Work instructions:
Substitute "boundary" for every "outline" in the material below, and reproduce the rest of it unchanged.

>> begin

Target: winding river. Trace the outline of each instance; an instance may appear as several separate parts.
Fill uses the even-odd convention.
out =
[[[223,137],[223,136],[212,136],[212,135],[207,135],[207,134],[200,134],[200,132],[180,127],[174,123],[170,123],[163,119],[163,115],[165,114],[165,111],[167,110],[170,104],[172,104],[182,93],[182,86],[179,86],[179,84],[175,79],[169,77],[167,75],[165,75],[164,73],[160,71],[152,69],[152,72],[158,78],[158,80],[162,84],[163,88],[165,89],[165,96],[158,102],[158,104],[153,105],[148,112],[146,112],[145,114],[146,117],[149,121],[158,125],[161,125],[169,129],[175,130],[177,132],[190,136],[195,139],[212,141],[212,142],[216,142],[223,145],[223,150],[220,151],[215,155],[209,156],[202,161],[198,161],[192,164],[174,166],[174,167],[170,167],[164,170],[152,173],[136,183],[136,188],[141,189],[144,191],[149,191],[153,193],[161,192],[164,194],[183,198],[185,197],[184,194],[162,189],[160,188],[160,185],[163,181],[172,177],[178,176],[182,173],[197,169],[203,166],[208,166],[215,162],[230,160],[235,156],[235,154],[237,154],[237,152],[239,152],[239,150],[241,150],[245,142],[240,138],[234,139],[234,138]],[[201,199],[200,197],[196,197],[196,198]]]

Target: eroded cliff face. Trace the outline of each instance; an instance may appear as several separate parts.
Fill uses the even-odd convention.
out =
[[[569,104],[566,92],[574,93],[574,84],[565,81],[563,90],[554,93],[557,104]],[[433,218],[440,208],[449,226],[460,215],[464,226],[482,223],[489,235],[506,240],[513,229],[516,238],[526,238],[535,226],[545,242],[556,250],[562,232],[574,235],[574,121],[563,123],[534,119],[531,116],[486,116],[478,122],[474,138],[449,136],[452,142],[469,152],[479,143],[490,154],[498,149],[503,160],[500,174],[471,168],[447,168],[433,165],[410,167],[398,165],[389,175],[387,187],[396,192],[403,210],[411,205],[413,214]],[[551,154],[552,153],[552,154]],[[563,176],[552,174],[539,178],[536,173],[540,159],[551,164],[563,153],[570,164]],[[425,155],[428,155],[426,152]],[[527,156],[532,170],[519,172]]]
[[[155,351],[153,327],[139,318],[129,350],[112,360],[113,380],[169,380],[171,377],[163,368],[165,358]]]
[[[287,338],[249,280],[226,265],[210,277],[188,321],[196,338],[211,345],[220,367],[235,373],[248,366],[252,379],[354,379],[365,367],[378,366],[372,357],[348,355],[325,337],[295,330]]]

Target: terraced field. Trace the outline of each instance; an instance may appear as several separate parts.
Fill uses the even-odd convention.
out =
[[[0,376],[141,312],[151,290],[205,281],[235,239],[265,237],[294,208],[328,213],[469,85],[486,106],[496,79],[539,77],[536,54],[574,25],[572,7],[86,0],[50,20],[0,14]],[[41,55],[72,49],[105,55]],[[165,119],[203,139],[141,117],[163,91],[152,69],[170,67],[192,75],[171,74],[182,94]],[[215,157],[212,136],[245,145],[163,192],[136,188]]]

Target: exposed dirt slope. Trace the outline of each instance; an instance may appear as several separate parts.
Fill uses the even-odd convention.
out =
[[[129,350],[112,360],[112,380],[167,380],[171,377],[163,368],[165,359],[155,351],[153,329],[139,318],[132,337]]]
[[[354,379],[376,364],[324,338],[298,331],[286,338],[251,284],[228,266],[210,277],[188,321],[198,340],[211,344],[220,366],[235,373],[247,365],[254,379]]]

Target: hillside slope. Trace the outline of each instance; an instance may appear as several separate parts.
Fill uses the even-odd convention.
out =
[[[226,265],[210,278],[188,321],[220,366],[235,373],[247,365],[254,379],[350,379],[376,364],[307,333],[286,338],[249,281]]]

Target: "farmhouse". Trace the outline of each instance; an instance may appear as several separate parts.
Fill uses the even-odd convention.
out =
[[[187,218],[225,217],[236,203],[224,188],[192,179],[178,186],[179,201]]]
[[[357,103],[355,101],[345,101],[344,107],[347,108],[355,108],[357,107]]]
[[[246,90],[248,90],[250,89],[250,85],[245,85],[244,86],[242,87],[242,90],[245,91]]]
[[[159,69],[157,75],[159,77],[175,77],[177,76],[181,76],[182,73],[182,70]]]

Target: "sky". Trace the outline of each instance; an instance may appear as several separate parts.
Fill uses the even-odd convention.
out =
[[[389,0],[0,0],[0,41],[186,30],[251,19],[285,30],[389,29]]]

>> end

Expected output:
Target: winding river. Trace the boundary of each instance; an instance may appear as several separate parts.
Fill uses the even-odd convention.
out =
[[[223,137],[223,136],[212,136],[212,135],[207,135],[207,134],[200,134],[200,132],[180,127],[174,123],[170,123],[163,119],[163,115],[165,114],[165,111],[167,110],[170,104],[172,104],[182,93],[182,86],[179,86],[179,84],[175,79],[169,77],[167,75],[165,75],[164,73],[160,71],[152,69],[152,72],[158,78],[158,80],[162,84],[163,88],[165,89],[165,96],[158,102],[158,104],[153,105],[148,112],[146,112],[145,114],[146,117],[149,121],[158,125],[161,125],[169,129],[175,130],[177,132],[190,136],[195,139],[212,141],[212,142],[216,142],[223,145],[223,150],[220,151],[215,155],[209,156],[202,161],[198,161],[192,164],[174,166],[174,167],[170,167],[164,170],[152,173],[136,183],[136,188],[141,189],[144,191],[149,191],[153,193],[161,192],[164,194],[183,198],[185,197],[184,194],[162,189],[160,188],[160,185],[163,181],[172,177],[178,176],[182,173],[197,169],[203,166],[208,166],[215,162],[230,160],[235,156],[235,154],[237,154],[237,152],[239,152],[239,150],[241,150],[245,142],[240,138],[234,139],[234,138]],[[201,199],[200,197],[196,197],[196,198]]]

Target: eroded cliff face. Trace the boundary of each instance; an instance may appear as several separate parts.
Fill uses the even-odd convention.
out =
[[[569,104],[566,92],[574,93],[574,84],[565,81],[563,90],[554,93],[557,104]],[[433,218],[440,208],[449,226],[460,215],[464,226],[482,223],[489,235],[506,240],[513,229],[516,238],[526,238],[535,226],[545,242],[556,250],[562,232],[574,235],[574,121],[563,123],[534,119],[531,116],[486,116],[478,122],[474,138],[449,136],[452,142],[469,152],[479,143],[490,154],[498,149],[503,160],[500,174],[471,168],[447,168],[433,165],[410,167],[398,165],[389,175],[387,187],[396,192],[403,210],[411,205],[413,214]],[[551,154],[552,153],[552,154]],[[563,176],[552,174],[539,178],[536,173],[540,159],[551,164],[563,153],[570,164]],[[425,155],[428,155],[426,152]],[[527,156],[532,170],[519,172]]]
[[[155,351],[153,327],[139,318],[129,350],[112,360],[113,380],[169,380],[171,377],[163,368],[165,358]]]
[[[287,338],[249,280],[226,265],[210,277],[188,321],[196,338],[211,345],[220,367],[235,373],[248,366],[252,379],[354,379],[365,367],[378,366],[372,357],[348,355],[325,337],[295,330]]]

Target: terraced field. Trace the boundary of each instance; an instance may appear as several separate parts.
Fill uses the even-odd convention.
out =
[[[0,376],[141,312],[151,290],[205,281],[235,239],[265,237],[294,208],[328,213],[469,85],[486,106],[496,79],[539,77],[536,54],[574,25],[572,7],[86,0],[50,20],[0,14]],[[41,55],[72,49],[105,55]],[[165,119],[203,139],[141,117],[163,91],[152,69],[170,67],[192,75],[171,74],[182,94]],[[215,157],[212,136],[245,145],[163,192],[136,188]]]

Target: exposed dirt slope. Trace the boundary of each instance; an instance may appear as several separate parts.
Fill uses the even-odd convention.
out =
[[[129,350],[112,360],[112,380],[167,380],[171,377],[163,368],[165,359],[155,351],[153,329],[139,318],[132,337]]]
[[[354,379],[376,364],[324,338],[298,331],[286,338],[251,284],[228,266],[210,277],[188,321],[198,340],[211,344],[220,366],[235,373],[247,365],[254,379]]]

Target: hillside slope. Trace the boundary of each instance; an instance may appear as several separate parts.
Fill uses the even-odd convention.
out =
[[[226,265],[210,278],[188,321],[220,366],[235,373],[247,365],[254,379],[350,379],[376,364],[307,333],[286,338],[249,281]]]

Target: "farmhouse". Trace the boundary of each instance; an instance may appear as several separate parts.
Fill uses the even-odd convention.
out =
[[[187,218],[225,217],[236,203],[224,188],[192,179],[178,186],[179,201]]]
[[[357,103],[355,101],[345,101],[344,107],[347,108],[355,108],[357,107]]]
[[[246,90],[248,90],[250,89],[250,85],[245,85],[244,86],[242,87],[242,90],[245,91]]]
[[[159,69],[157,75],[159,77],[175,77],[177,76],[181,76],[182,73],[182,70]]]

Target: "sky". Trace the boundary of each instance; an instance may appear as several separate parts.
Fill uses the even-odd convention.
out =
[[[389,0],[0,0],[0,41],[186,30],[251,19],[285,30],[389,29]]]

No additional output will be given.